Aim of the task: Copy the entries below word for word, leaving out the pictures.

Exercise inputs:
— BEGIN —
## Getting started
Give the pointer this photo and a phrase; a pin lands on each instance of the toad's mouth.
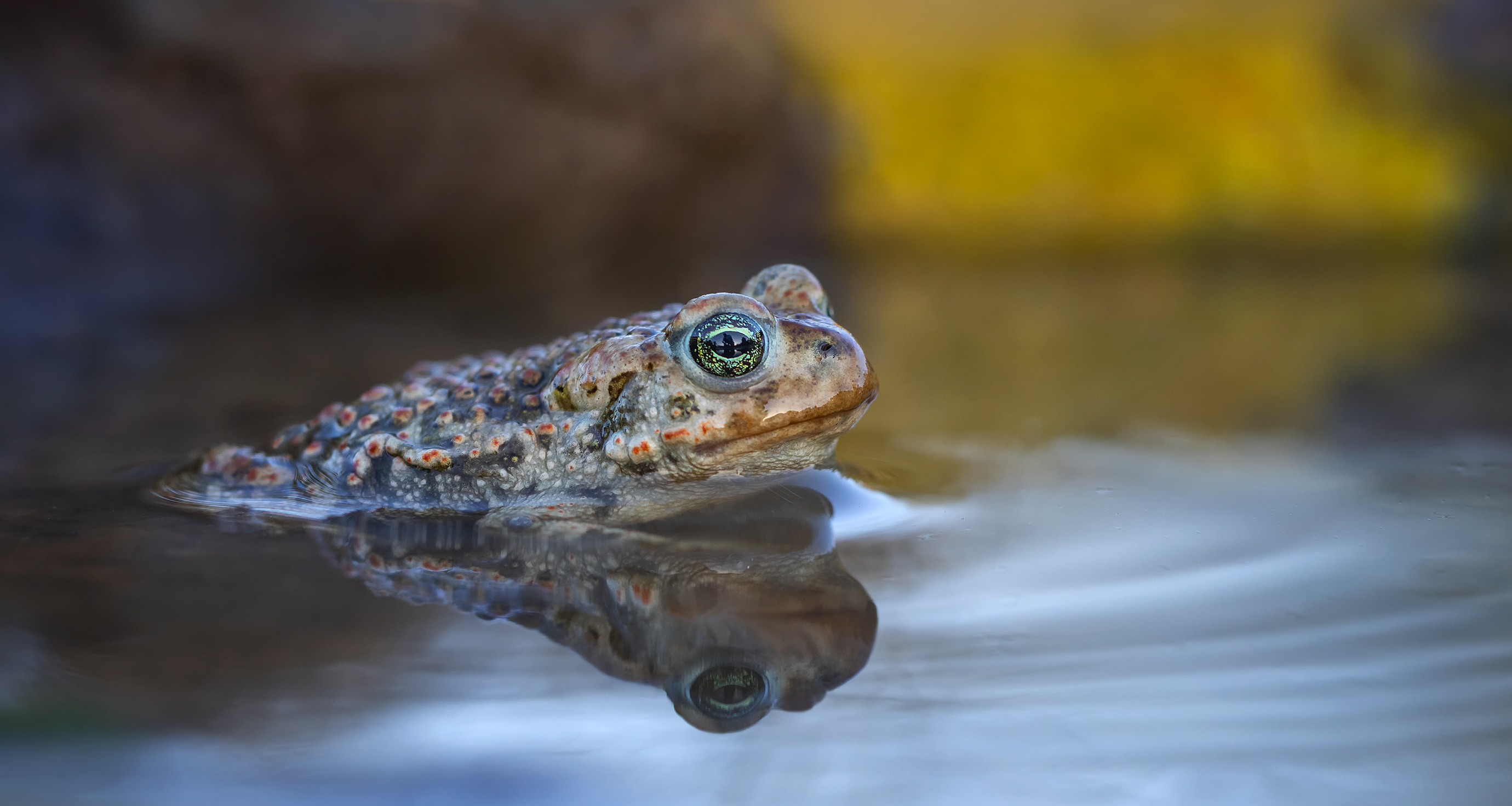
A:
(824, 425)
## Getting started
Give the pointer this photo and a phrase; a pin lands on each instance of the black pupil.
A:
(731, 344)
(731, 695)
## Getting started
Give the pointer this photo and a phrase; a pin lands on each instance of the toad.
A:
(635, 419)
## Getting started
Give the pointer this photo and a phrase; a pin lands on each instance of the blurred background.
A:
(1091, 218)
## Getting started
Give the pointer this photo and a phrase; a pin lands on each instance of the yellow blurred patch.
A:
(983, 128)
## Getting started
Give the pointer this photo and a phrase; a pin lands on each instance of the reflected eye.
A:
(728, 346)
(728, 692)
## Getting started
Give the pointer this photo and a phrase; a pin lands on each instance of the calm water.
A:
(1030, 614)
(1101, 624)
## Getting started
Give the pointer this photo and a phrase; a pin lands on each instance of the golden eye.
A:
(728, 346)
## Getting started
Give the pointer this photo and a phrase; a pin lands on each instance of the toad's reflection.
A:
(732, 612)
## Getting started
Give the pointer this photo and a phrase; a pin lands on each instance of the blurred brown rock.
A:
(182, 150)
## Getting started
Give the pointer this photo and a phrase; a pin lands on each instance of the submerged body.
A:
(631, 421)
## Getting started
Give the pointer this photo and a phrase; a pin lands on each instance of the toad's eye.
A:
(728, 692)
(728, 346)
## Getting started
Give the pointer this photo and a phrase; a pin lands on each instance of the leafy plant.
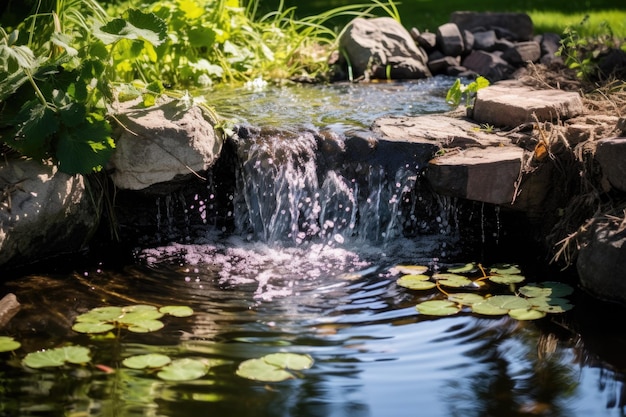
— END —
Finished task:
## Getting started
Give the pointer this photo and a phrase; a pin lands on each instance of the toad's mouth.
A:
(824, 425)
## Getting started
Give the pointer this photo and a phrase; a pin lands on each instance of the black pupil.
A:
(731, 344)
(731, 695)
## Getting started
Give the pointer this photo and a phrase; a pin lands on each instance of the toad.
A:
(635, 419)
## Getting started
Give the pointer this photo and a phrase; a pin lands on each instance of the blurred background.
A:
(1091, 218)
## Getting started
Give the pointer this photo and a phrase; a pin lands on each instance of the yellow blurred patch.
A:
(983, 128)
## Getting started
Give the pointer this photo and a phrase; a pin lands on each instance of the reflected eye.
A:
(728, 346)
(728, 692)
## Getting started
Give the pointer this photo and a phrase; a pin lands on each instance of the calm water.
A:
(1030, 614)
(1101, 624)
## Getting started
Give the pointer this photo and a phrase; a pin lands on each instance of the golden eye.
A:
(728, 346)
## Getting started
Give the pointer this photo and a phrase; a pin lands on each instance of the toad's reflection.
A:
(732, 612)
## Getting started
Give the pointer this photo and a phrase; a pin lands on each instance of the blurred brown rock.
A:
(182, 150)
## Getting started
Give the pointer this photo and a phrase; a pin lands on each instance of the submerged body.
A:
(631, 421)
## Getting started
Give the pointer this photo and a phrase; a pin lands on each instance of the toad's eye.
A:
(728, 692)
(728, 346)
## Getting started
Give the pointer this photo and a phrase; a pin lands on each instance of the leafy plant.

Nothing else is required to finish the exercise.